EXERCISE DESCRIPTION:
Only the tail of the listing is wanted: the line containing "M 258 223 L" and all after it, repeated exactly, pictures omitted.

INFORMATION GIVEN:
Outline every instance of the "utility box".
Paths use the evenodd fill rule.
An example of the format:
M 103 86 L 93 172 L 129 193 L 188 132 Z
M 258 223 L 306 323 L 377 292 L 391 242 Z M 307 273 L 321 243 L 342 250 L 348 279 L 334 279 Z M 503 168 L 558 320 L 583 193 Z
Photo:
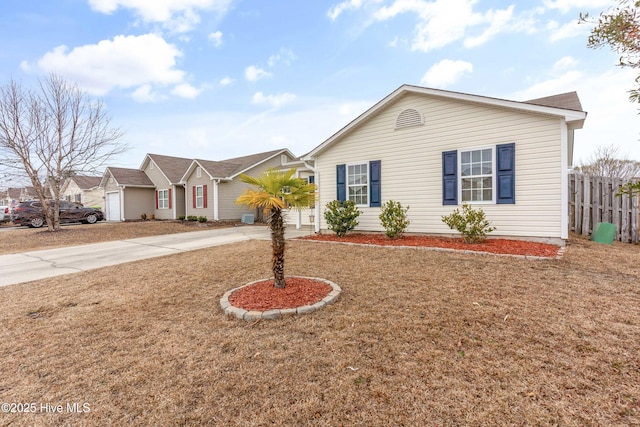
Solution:
M 591 240 L 597 243 L 610 245 L 616 238 L 616 225 L 609 222 L 599 222 L 593 227 Z
M 253 224 L 253 214 L 243 214 L 242 215 L 242 223 L 243 224 Z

YOUR RESPONSE:
M 258 223 L 306 323 L 377 292 L 391 242 Z M 307 273 L 321 243 L 342 250 L 348 279 L 334 279 Z M 503 168 L 558 320 L 583 193 Z
Photo:
Solution:
M 591 240 L 597 243 L 610 245 L 616 238 L 616 225 L 609 222 L 599 222 L 593 227 Z
M 253 224 L 253 214 L 243 214 L 242 215 L 242 223 L 243 224 Z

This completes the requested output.